- _WORK TASK_
Repeat every entry exactly as it stands. Omit the images.

GIVEN INFORMATION START

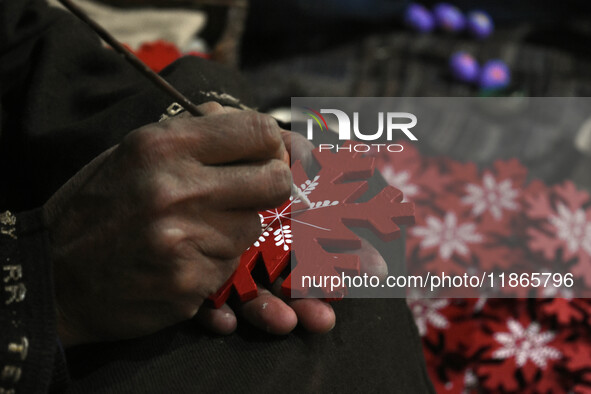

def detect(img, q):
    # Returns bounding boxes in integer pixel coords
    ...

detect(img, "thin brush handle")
[58,0,310,206]
[58,0,204,116]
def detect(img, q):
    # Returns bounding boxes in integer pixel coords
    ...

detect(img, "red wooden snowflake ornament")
[209,142,415,307]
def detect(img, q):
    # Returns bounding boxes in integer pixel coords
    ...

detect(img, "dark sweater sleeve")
[0,209,68,394]
[0,1,253,212]
[0,2,252,393]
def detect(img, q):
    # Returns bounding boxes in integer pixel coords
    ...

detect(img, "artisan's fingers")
[206,161,292,210]
[202,105,293,165]
[239,285,297,335]
[183,104,293,166]
[343,237,388,280]
[194,102,243,115]
[221,106,242,114]
[173,111,287,165]
[281,130,315,169]
[195,303,237,335]
[288,299,336,333]
[270,278,336,333]
[194,101,228,116]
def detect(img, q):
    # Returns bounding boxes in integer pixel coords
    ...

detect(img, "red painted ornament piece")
[209,142,415,307]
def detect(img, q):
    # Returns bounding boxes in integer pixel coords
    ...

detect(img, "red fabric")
[133,40,209,73]
[374,142,591,393]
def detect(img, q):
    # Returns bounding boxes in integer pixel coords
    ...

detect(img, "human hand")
[192,105,389,336]
[195,237,388,335]
[43,102,292,346]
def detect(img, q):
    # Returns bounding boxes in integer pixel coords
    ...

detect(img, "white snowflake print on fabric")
[462,173,519,220]
[411,212,483,260]
[407,298,450,336]
[548,203,591,256]
[462,369,478,393]
[492,319,562,368]
[381,165,418,202]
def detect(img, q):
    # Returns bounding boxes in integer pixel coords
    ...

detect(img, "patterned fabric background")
[137,30,591,391]
[373,142,591,393]
[242,24,591,390]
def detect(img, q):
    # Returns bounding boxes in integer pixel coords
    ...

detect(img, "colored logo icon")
[302,107,328,132]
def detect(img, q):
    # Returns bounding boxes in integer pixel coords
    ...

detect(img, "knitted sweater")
[0,2,432,393]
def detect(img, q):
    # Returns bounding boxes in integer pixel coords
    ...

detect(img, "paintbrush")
[57,0,310,207]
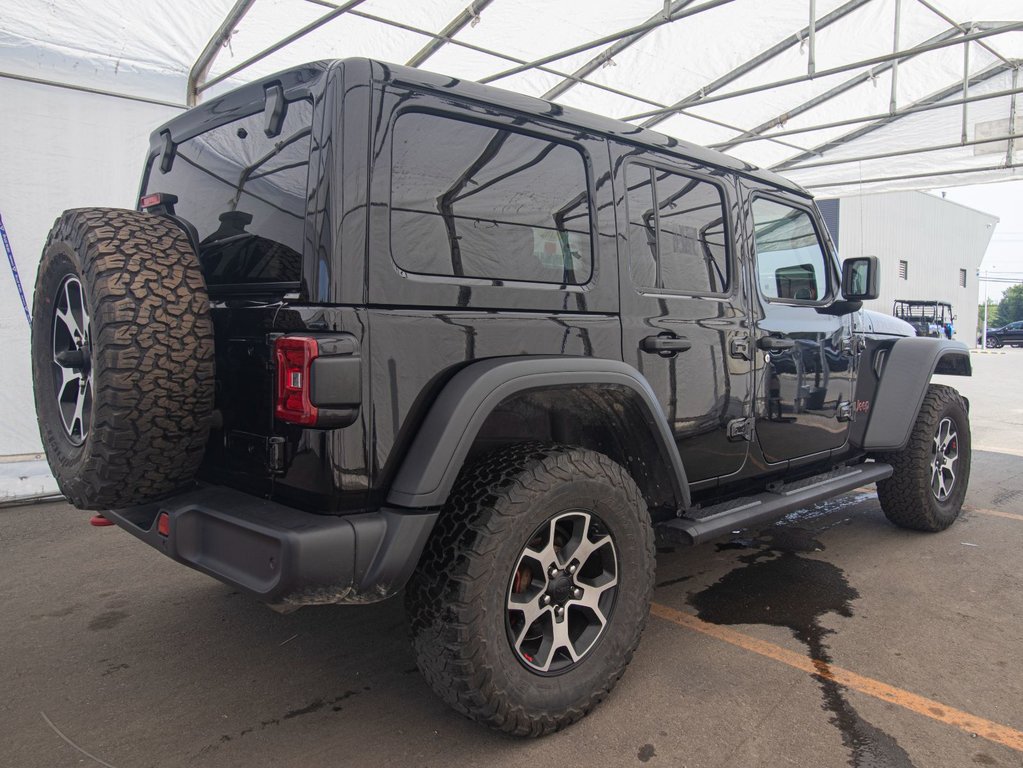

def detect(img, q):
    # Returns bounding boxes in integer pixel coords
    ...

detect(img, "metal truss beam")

GIVEN INFORMATION END

- _YOUR RESPONSE_
def detect(img, q):
    # Returns bounding boxes in integer pixel coords
    ...

detect(img, "thin brush handle")
[58,0,310,206]
[58,0,204,116]
def detect(img, q):
    # Returns bounding boxes in integer pixel coords
    ...

detect(img, "red wooden snowflake ornament")
[209,142,415,307]
def detect(img, q):
    # Returns bounding boxes in integer pixel coords
    ...

detect(img, "dark sweater sleeve")
[0,209,68,394]
[0,1,253,212]
[0,2,252,393]
def detect(img, q):
    # Returns bounding boxes in integer pixel coords
    ...

detect(img, "artisan's fingers")
[206,161,292,210]
[202,105,293,165]
[239,285,297,335]
[183,104,293,166]
[343,237,388,280]
[194,102,243,115]
[221,106,242,114]
[173,111,287,165]
[281,130,315,169]
[195,303,237,335]
[288,299,336,333]
[270,278,336,333]
[194,101,228,116]
def detect(img, q):
    # Returns bounding boxes in integer pixel coords
    ...

detect(img, "red painted ornament piece")
[209,142,415,307]
def detect(img, q):
    # Returns bounding boxes in integer pixel coords
    ...

detect(img, "red fabric")
[133,40,209,73]
[374,142,591,393]
def detect(img, q):
    # Returns bounding boxes in integer pixel coords
    ...

detect(img, "human hand")
[192,105,389,336]
[195,237,388,335]
[43,102,292,346]
def detect(img, q):
    # Returns bounding boxes in integer pixel coords
    ...

detect(img, "white snowflake print on fabric")
[462,173,519,220]
[411,212,483,260]
[407,298,450,336]
[548,203,591,256]
[462,369,478,393]
[492,319,562,368]
[381,165,418,202]
def detect(img, q):
    # Returns bounding boxes in integer pixel coords
    ...

detect(img, "patterned fabric background")
[137,30,591,391]
[373,142,591,393]
[242,24,591,390]
def detect(img, q):
    # Returns bounding boxes in integer pixel coords
    ...

detect(img, "colored logo icon")
[302,107,328,132]
def detect(img, q):
    # Returns bounding boxes in integer pixel coords
    ...

detect(img, "knitted sweater")
[0,2,432,393]
def detect(img, q):
    # Returns bounding boxes in integer pixel coords
    ...

detect(img, "paintbrush")
[57,0,310,207]

def detect(img, q):
    # Returns bounding boxes in integer pixel coords
    ...

detect(img, "metal truss beam")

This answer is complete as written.